→ What the task asks
Can you write out the lines below again with "snowdrift" substituted for "snow pile", leaving everything else unchanged?

→ Given records

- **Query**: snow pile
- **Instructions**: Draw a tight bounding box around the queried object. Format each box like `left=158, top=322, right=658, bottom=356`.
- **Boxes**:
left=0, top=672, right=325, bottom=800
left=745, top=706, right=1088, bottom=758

→ Task response
- **Query**: snowdrift
- **Instructions**: Draw a tight bounding box around the queried object. Format each box like `left=158, top=322, right=658, bottom=356`.
- **Boxes**:
left=0, top=672, right=325, bottom=800
left=745, top=706, right=1088, bottom=758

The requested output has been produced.